▸ **Given request A**: Extract every line of the listing below that contains the string "detect".

▸ **Quoted passage**:

__________

Note that this IR is obtained after both type inference and various Julia-level optimisation passes. This means that the type information is available for each statement. For example, the ::Float64
at the end of the first and second statements indicates that the type of %1
and %2
is always Float64
. The types are also displayed at uses – the call to sin
involves _2::Float64
, not just _2
.
Additionally notice that the statements are invoke
statements, rather than just call statements. In Julia's IR, an invoke
statement represents static dispatch to a particular MethodInstance
– i.e. running type inference + optimisation passes has determined enough about the argument types to make it possible to know exactly which MethodInstance
of sin
and cos
to call. This is a very common occurrence in type-stable code.
Control Flow
The above is straight-line code – it does not involve any control flow. Julia has several statements which are involved in handling control flow. For example
julia> function bar(x)
if x > 0
return x
else
return 5x
end
end
bar (generic function with 1 method)
julia> Base.code_ircode_by_type(Tuple{typeof(bar),Float64})[1][1]
2 1 ─ %1 = Base.lt_float(0.0, _2)::Bool
│ %2 = Base.or_int(%1, false)::Bool
└── goto #3 if not %2
3 2 ─ return _2
5 3 ─ %5 = Base.mul_float(5.0, _2)::Float64
└── return %5
In this example we see the statement goto #3 if not %2
. This should be read as "jump to basic block 3 if %2 is false
". The second half of that statement should be clear, but to understand the first half requires knowing what a basic block is:
1 ─
│
└──
2 ─
3 ─
└──
Here, everything is removed from the above example except for information about the basic block structure. To first approximation, each basic block is a sequence of statements which must always execute one after the other. Once all statements in a basic block have run, we typically either jump to another basic block, or hit a return
statement. In this example, we have three basic blocks – you can see this from the numbers 1
, 2
, and 3
. The first basic block comprises three statements, the second only one statement, and the third two statements. Another way to investigate this structure is to look at the control-flow graph associated to the IR:
julia> Base.code_ircode_by_type(Tuple{typeof(bar),Float64})[1][1].cfg
CFG with 3 blocks:
bb 1 (stmts 1:3) → bb 3, 2
bb 2 (stmt 4)

__________

▸ **Given request B**: Write the next part of the passage above on control flow in Julia's IR, picking up right after its last line.

__________

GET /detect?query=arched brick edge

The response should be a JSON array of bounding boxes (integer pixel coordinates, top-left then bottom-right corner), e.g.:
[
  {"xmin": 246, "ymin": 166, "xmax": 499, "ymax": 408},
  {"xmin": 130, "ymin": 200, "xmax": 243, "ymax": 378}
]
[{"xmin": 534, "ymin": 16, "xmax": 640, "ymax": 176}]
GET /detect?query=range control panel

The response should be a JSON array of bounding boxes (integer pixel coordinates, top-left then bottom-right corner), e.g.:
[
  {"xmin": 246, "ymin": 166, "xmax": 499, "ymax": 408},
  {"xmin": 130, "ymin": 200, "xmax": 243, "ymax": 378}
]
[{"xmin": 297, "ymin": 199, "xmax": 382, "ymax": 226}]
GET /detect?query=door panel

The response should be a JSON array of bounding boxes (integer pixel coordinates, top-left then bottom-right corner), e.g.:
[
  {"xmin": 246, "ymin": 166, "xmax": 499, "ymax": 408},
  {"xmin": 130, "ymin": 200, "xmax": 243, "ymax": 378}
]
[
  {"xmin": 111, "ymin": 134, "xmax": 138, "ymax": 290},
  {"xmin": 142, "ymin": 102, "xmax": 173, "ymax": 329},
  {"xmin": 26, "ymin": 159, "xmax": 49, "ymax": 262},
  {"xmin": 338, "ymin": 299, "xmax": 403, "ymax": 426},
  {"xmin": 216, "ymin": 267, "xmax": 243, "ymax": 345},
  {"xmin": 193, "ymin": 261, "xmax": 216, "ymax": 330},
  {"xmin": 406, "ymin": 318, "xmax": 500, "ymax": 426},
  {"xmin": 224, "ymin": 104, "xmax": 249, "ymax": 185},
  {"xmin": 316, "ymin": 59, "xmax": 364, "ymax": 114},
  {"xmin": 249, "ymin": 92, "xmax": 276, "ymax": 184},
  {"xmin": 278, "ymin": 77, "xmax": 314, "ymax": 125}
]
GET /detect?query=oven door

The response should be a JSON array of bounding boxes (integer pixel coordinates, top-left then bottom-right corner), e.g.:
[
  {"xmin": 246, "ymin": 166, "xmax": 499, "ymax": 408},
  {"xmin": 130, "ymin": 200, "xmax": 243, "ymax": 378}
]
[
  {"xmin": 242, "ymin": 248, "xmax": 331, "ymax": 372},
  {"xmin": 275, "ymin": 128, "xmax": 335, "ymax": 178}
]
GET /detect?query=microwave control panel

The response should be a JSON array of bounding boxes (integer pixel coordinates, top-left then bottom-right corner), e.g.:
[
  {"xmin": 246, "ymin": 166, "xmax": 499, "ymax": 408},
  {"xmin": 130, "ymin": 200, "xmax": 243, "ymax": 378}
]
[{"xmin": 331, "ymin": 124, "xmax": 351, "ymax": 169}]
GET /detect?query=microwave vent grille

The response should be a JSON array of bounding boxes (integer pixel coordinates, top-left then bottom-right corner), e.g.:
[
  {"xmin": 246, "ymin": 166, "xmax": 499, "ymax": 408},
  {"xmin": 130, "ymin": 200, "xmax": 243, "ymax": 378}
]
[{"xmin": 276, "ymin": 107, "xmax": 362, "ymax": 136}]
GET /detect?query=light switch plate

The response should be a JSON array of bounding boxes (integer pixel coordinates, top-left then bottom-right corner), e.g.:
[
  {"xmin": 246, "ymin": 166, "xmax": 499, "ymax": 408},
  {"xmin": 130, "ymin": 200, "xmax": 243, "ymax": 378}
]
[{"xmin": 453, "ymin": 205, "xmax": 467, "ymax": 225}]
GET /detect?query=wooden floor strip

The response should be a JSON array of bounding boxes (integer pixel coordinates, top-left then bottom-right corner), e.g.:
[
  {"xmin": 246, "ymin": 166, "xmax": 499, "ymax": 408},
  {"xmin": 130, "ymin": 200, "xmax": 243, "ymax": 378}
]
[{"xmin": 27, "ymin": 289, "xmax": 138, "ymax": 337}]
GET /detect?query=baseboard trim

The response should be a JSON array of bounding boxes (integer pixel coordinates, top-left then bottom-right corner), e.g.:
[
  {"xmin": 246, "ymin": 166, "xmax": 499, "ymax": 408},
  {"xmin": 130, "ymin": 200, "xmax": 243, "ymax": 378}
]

__________

▸ **Final answer A**:
GET /detect?query=arched brick edge
GET /detect?query=range control panel
GET /detect?query=door panel
GET /detect?query=oven door
GET /detect?query=microwave control panel
GET /detect?query=microwave vent grille
GET /detect?query=light switch plate
GET /detect?query=wooden floor strip
GET /detect?query=baseboard trim

▸ **Final answer B**:
bb 3 (stmts 5:6)
For example, the above states that "bb" (basic block) 1 comprises statements 1 to 3, and has successor blocks 2 and 3 (ie. once the statements in basic block 1 have executed, we know for certain that either those in block 2 or block 3 will run next). Blocks 2 and 3 have no successors, because they both end in a return
statement. The predecessors of each basic block (the blocks which could possibly have run immediately prior to a given block) are also stored in the blocks of the CFG
, even though this is not printed – you should have a play around with this data structure to see what is in there.
Additionally, note that Base.lt_float
(used to check if one floating point number is less than another) and Base.or_int
do not appear as invoke
statements – this is because they are not generic Julia functions. Rather, they are Julia intrinsics:
julia> Base.lt_float
lt_float (intrinsic function #31)
These intrinsics have special handling in the compiler. Either way, the overall point is to be aware that these kinds of low-level intrinsics exist, and appear regularly in Julia IR.
Simple Loops and Phi-Nodes
Finally, we shall consider a simple loop:
julia> function my_factorial(x::Int)
n = 0
s = 1
while n < x
n += 1
s *= n
end
return s
end
my_factorial (generic function with 1 method)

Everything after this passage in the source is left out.